>> Start
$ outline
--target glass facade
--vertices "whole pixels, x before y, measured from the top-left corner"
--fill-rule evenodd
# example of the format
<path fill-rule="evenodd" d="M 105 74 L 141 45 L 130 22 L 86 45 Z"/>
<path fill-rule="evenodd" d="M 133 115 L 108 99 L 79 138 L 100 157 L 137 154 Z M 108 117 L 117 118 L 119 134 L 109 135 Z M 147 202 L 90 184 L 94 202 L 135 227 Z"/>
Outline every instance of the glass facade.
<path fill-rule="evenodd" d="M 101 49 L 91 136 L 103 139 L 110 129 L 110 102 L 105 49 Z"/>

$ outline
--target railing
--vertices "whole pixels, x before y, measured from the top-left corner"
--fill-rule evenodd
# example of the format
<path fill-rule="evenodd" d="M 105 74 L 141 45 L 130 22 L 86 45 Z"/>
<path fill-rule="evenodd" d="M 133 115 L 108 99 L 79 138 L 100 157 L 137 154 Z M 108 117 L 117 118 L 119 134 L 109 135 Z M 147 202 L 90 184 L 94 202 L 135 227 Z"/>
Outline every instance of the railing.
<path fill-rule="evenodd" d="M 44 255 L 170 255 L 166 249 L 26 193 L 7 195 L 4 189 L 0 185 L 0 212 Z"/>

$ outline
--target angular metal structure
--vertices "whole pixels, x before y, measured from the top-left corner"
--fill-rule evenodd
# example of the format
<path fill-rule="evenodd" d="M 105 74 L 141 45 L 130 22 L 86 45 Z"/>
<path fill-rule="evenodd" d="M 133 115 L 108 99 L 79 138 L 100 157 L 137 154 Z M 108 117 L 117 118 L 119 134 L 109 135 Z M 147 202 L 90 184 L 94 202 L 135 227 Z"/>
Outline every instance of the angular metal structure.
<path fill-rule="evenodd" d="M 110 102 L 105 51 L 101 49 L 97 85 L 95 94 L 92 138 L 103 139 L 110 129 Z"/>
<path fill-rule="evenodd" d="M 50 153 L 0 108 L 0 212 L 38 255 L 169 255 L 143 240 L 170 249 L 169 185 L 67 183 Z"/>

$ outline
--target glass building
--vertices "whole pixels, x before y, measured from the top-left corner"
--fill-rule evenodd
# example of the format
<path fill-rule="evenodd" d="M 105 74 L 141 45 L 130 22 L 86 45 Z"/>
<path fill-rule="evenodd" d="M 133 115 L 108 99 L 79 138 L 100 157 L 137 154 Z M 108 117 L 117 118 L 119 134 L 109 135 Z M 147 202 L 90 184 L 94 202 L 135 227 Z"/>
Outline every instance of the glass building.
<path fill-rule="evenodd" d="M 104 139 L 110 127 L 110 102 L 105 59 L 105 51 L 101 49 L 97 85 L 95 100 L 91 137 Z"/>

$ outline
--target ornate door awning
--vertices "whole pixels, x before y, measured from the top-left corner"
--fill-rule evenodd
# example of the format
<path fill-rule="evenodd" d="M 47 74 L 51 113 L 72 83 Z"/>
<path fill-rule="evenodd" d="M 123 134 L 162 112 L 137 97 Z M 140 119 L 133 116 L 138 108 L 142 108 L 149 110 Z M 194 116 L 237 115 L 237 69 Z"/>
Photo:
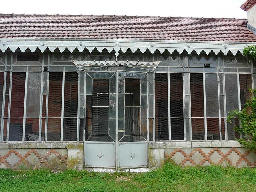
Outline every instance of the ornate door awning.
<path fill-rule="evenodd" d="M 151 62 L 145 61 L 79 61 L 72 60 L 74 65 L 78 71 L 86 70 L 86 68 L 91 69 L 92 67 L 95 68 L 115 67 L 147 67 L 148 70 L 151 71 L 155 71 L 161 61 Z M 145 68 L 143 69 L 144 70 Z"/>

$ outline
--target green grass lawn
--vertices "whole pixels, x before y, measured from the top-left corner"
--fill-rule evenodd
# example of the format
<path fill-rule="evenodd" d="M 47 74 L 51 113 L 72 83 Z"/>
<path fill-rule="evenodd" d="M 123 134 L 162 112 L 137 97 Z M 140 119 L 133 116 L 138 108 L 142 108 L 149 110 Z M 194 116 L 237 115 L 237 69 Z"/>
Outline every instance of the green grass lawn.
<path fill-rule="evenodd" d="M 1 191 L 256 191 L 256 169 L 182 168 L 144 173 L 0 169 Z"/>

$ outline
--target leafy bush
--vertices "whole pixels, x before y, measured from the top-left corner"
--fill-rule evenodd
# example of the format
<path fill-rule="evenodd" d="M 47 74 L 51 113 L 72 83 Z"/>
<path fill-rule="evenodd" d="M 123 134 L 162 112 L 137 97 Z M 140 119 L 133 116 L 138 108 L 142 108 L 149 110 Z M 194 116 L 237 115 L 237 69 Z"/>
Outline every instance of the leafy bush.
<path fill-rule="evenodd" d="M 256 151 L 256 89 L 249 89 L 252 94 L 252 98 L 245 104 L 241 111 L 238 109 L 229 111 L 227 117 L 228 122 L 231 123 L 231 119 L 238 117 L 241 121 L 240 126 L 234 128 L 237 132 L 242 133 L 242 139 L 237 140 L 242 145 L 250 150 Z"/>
>> End
▶ **WHAT YOU WILL DO**:
Print each record exactly as it stands, leaving the images out.

▶ **TASK SOLUTION**:
$ outline
--target glass facade
--vertices "whole pixels, x before y, measured from the top-left corner"
--fill-rule evenodd
# example of the format
<path fill-rule="evenodd" d="M 105 74 L 141 45 L 130 22 L 86 45 Z"/>
<path fill-rule="evenodd" d="M 133 115 L 108 99 L 79 138 L 100 157 L 137 154 Z M 108 117 L 117 118 L 119 134 L 109 135 Z M 147 202 L 90 184 L 94 202 L 135 227 Z"/>
Outline every instance of the glass facade.
<path fill-rule="evenodd" d="M 101 49 L 91 136 L 103 139 L 110 129 L 110 102 L 105 49 Z"/>

$ outline
--target railing
--vertices "whole pixels, x before y, measured from the top-left corner"
--fill-rule evenodd
# example of the format
<path fill-rule="evenodd" d="M 105 74 L 141 45 L 130 22 L 86 45 Z"/>
<path fill-rule="evenodd" d="M 133 115 L 108 99 L 79 138 L 100 157 L 137 154 Z M 108 117 L 117 118 L 119 134 L 109 135 Z M 147 202 L 90 184 L 94 202 L 135 227 Z"/>
Outline every instance of the railing.
<path fill-rule="evenodd" d="M 44 255 L 170 255 L 166 249 L 26 193 L 7 195 L 4 189 L 0 185 L 0 212 Z"/>

$ outline
--target angular metal structure
--vertices "whole pixels, x before y, measured from the top-left corner"
--fill-rule evenodd
# example of the format
<path fill-rule="evenodd" d="M 105 74 L 141 45 L 130 22 L 86 45 Z"/>
<path fill-rule="evenodd" d="M 133 115 L 108 99 L 79 138 L 100 157 L 137 154 Z M 108 117 L 117 118 L 119 134 L 109 135 Z M 147 202 L 90 184 L 94 202 L 135 227 Z"/>
Outline every instance of the angular metal structure.
<path fill-rule="evenodd" d="M 110 102 L 105 51 L 101 49 L 97 85 L 95 94 L 92 138 L 103 139 L 110 129 Z"/>
<path fill-rule="evenodd" d="M 50 153 L 0 108 L 0 212 L 38 255 L 169 255 L 143 240 L 170 249 L 169 185 L 67 183 Z"/>

$ outline
--target glass building
--vertices "whole pixels, x before y, measured from the top-left corner"
--fill-rule evenodd
# example of the format
<path fill-rule="evenodd" d="M 105 74 L 141 45 L 130 22 L 86 45 Z"/>
<path fill-rule="evenodd" d="M 133 115 L 108 99 L 79 138 L 100 157 L 137 154 Z M 108 117 L 117 118 L 119 134 L 109 135 Z M 147 202 L 90 184 L 94 202 L 135 227 Z"/>
Outline every instance of the glass building.
<path fill-rule="evenodd" d="M 104 139 L 110 127 L 110 102 L 105 59 L 105 51 L 101 49 L 97 85 L 95 100 L 91 137 Z"/>

$ outline
--target ornate door awning
--vertices "whole pixels, x before y, measured from the top-left corner"
--fill-rule evenodd
# example of the format
<path fill-rule="evenodd" d="M 47 74 L 51 113 L 72 83 Z"/>
<path fill-rule="evenodd" d="M 123 134 L 162 112 L 137 97 Z M 140 119 L 133 116 L 138 108 L 142 108 L 149 110 Z M 194 116 L 237 115 L 237 69 Z"/>
Photo:
Outline every instance of the ornate door awning.
<path fill-rule="evenodd" d="M 151 62 L 145 61 L 79 61 L 72 60 L 74 65 L 78 71 L 86 70 L 86 68 L 91 69 L 92 67 L 95 68 L 115 67 L 147 67 L 148 70 L 151 71 L 155 71 L 161 61 Z M 145 68 L 143 69 L 144 70 Z"/>

$ outline
--target green grass lawn
--vertices "whole pixels, x before y, measured from the top-left corner"
--fill-rule evenodd
# example of the format
<path fill-rule="evenodd" d="M 47 74 L 51 113 L 72 83 Z"/>
<path fill-rule="evenodd" d="M 123 134 L 162 112 L 137 97 Z M 140 119 L 133 116 L 138 108 L 142 108 L 149 110 Z M 194 116 L 237 115 L 237 69 Z"/>
Outline every instance of the green grass lawn.
<path fill-rule="evenodd" d="M 1 191 L 256 191 L 256 169 L 182 168 L 144 173 L 0 169 Z"/>

$ outline
--target leafy bush
--vertices "whole pixels, x before y, measured from the top-left corner"
--fill-rule evenodd
# example of the format
<path fill-rule="evenodd" d="M 47 74 L 51 113 L 72 83 Z"/>
<path fill-rule="evenodd" d="M 123 134 L 162 112 L 137 97 Z M 140 119 L 133 116 L 138 108 L 142 108 L 149 110 Z M 194 116 L 237 115 L 237 69 Z"/>
Outline every instance of the leafy bush.
<path fill-rule="evenodd" d="M 256 151 L 256 89 L 249 89 L 252 94 L 252 98 L 245 104 L 241 111 L 238 109 L 229 111 L 227 117 L 228 122 L 231 123 L 231 119 L 238 117 L 241 121 L 240 126 L 234 128 L 237 132 L 242 133 L 242 139 L 237 140 L 242 145 L 250 150 Z"/>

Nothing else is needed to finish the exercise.